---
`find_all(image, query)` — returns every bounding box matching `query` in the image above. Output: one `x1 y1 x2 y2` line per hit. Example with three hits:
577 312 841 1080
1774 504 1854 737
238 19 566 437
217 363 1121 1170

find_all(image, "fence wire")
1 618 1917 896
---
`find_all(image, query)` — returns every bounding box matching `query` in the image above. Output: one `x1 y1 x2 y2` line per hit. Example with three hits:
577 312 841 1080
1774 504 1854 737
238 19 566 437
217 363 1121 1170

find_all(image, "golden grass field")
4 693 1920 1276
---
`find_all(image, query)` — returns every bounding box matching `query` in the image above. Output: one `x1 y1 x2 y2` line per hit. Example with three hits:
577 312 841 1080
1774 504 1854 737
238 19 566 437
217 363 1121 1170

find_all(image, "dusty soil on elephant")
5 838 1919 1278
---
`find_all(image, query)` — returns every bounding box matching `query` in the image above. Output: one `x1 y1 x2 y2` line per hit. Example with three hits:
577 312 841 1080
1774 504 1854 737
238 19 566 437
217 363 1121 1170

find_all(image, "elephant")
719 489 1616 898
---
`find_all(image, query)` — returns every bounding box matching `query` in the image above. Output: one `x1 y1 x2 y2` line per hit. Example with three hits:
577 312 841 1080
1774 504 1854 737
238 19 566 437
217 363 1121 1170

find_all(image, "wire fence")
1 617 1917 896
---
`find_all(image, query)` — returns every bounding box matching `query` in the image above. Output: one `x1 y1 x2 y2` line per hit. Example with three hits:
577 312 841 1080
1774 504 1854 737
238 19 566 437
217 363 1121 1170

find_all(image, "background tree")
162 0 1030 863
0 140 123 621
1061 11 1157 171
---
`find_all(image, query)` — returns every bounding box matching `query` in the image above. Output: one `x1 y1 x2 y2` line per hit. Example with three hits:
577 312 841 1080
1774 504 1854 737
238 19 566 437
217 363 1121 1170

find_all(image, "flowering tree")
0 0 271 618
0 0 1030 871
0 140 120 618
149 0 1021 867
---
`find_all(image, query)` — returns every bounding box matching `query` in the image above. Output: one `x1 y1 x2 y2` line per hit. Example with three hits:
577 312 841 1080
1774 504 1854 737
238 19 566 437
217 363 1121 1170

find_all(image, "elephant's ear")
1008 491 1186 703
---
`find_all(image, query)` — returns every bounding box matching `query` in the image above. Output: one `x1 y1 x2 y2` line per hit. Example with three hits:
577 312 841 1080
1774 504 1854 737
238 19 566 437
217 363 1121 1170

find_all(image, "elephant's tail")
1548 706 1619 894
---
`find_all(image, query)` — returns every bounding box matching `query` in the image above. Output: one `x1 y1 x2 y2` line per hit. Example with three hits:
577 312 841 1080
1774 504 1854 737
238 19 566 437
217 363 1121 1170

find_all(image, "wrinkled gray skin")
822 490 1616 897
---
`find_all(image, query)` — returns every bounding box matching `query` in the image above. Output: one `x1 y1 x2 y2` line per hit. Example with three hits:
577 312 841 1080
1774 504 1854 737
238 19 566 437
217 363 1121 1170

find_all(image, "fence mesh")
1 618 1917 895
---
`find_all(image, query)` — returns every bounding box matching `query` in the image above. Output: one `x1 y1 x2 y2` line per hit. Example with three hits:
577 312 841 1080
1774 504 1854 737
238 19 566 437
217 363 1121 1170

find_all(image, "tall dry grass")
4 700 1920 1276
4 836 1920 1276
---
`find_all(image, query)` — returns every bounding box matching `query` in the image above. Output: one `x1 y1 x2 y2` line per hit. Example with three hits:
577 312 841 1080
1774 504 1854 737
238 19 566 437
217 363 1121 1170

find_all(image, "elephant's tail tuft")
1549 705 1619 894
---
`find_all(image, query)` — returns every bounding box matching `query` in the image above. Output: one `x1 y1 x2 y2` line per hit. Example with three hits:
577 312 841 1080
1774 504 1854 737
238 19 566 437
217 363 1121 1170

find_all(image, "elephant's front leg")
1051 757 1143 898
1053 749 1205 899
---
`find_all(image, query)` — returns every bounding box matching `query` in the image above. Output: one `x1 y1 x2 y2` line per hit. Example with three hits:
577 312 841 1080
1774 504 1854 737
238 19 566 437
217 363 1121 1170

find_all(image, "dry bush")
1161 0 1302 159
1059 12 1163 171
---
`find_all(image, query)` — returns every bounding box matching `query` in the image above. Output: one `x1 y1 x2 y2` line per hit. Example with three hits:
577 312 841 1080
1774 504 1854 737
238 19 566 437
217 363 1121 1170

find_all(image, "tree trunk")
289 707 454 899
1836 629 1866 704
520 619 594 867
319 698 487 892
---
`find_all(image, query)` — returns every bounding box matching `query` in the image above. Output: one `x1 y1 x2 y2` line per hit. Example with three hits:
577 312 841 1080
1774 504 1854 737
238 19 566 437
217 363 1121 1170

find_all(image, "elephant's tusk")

• **What the task asks**
Retyping every entry exactly is the whole of the task.

• **Result below**
---
`find_all(image, query)` — returns every bounding box matching `query` in the image above. Output: one `x1 y1 x2 y2` line per hit. Example with three hits:
577 312 841 1080
1774 504 1854 737
238 19 566 437
217 363 1121 1170

find_all(image, "fence wire")
1 618 1917 896
---
`find_all(image, query)` — returns every bounding box matching `query` in the image above. Output: one `x1 y1 x2 y2` line per hit. Example with three hits:
577 312 841 1080
1774 504 1854 737
238 19 566 437
217 363 1121 1170

find_all(image, "golden grass field")
4 693 1920 1276
---
`find_all(image, query)` — returns every bounding box matching `query` in the image above. Output: one `x1 y1 x2 y2` line per hit. Example with three hits:
577 312 841 1080
1774 504 1854 737
238 19 566 437
217 363 1121 1170

find_all(image, "dusty soil on elephant")
5 838 1919 1278
---
`find_all(image, query)` — returns every bounding box matching `query` in the image above. Output: one `x1 y1 x2 y2` line per hit. Example with three hits:
577 312 841 1080
1774 504 1854 737
238 19 566 437
217 363 1121 1170

find_all(image, "elephant")
719 489 1616 898
---
`find_all(image, query)` — returns every bounding box matching `query` in the image above. Output: one `x1 y1 x2 y2` line per hit. Example with three hits:
577 312 841 1080
1774 504 1854 737
238 19 566 437
217 363 1121 1170

find_all(image, "wire fence")
1 617 1917 896
---
`find_all(image, query)` — returns every bounding box matching `query` in the image above. Output: one `x1 y1 x2 y2` line per hit. Example with three hits:
577 312 841 1080
1774 504 1854 737
238 19 566 437
217 363 1121 1170

find_all(image, "background tree")
162 0 1030 863
0 140 123 621
1061 11 1157 171
---
`find_all(image, query)` — returns every bounding box matching `query` in the image above. Output: one `x1 y1 x2 y2` line per hit. Example with three hits:
577 312 841 1080
1774 504 1854 737
238 19 566 437
217 363 1121 1170

find_all(image, "flowering tree")
0 0 271 618
0 0 1030 871
0 140 120 618
149 0 1021 867
---
`find_all(image, query)` — returns every bounding box matching `query` in the image above. Output: one `x1 y1 x2 y2` line per hit. Example with three hits:
577 312 841 1080
1774 504 1854 737
238 19 566 437
217 363 1121 1170

find_all(image, "elephant's ear")
1008 491 1186 703
---
`find_all(image, query)` — returns every bounding box matching `query` in the image above. Output: one `x1 y1 x2 y2` line per hit. Example with three hits:
577 312 841 1080
1774 504 1854 737
238 19 566 437
217 363 1121 1170

find_all(image, "elephant's tail")
1548 706 1619 894
---
`find_all(image, query)` — returns every bounding box matching `query` in the image above. Output: one `x1 y1 x2 y2` line per hit. Example with three hits:
577 312 841 1080
1774 504 1854 737
238 19 566 437
217 363 1121 1170

find_all(image, "wrinkled gray skin")
822 490 1616 897
---
`find_all(image, query)` — returns every bounding box matching `query` in the image above. Output: one `x1 y1 x2 y2` line per hit. Example with three hits:
577 312 841 1080
1774 504 1854 737
238 19 566 437
217 363 1121 1170

find_all(image, "fence mesh")
1 618 1917 895
---
`find_all(image, query)` — returns every bounding box matching `query` in the image above. Output: one `x1 y1 x2 y2` line per hit. Example with three hits:
577 312 841 1080
1774 504 1854 737
238 19 566 437
217 363 1121 1170

find_all(image, "tall dry grass")
4 700 1920 1276
4 836 1920 1276
---
`find_all(image, query)` — returns every bounding box matching `query` in the image above. Output: one `x1 y1 x2 y2` line per hit. Example with three hits:
577 312 841 1080
1774 504 1854 737
238 19 566 437
217 363 1121 1170

find_all(image, "elephant's tail tuft")
1549 705 1619 894
---
`find_all(image, query)` — returns every bounding box matching `query` in the image above. Output: one `x1 y1 x2 y2` line per hit. Example with three hits:
577 312 841 1080
1774 504 1854 737
238 19 566 437
217 363 1121 1170

find_all(image, "elephant's front leg")
1051 757 1143 898
1053 749 1205 899
---
`find_all(image, query)` — returns every bounding box matching `query` in the image above. Output: one `x1 y1 x2 y2` line per hit. Example with three hits:
577 312 841 1080
1774 504 1854 737
238 19 566 437
217 363 1121 1170

find_all(image, "dry bush")
1161 0 1302 159
1059 12 1163 171
---
`find_all(image, query)` — returns every bounding box matching `query` in the image above. Output: one `x1 y1 x2 y2` line per hit. Example with three hits:
577 312 841 1080
1774 504 1854 737
238 19 566 437
217 363 1121 1170

find_all(image, "tree trunk")
289 707 454 899
1836 629 1866 704
520 619 594 867
319 698 487 892
---
`find_all(image, query)` — returns every bounding box matching `query` in the image above. Output: one `x1 y1 x2 y2` line per hit. Example with three hits:
577 312 841 1080
1774 504 1854 737
238 19 566 437
217 363 1121 1170

find_all(image, "elephant's tusk")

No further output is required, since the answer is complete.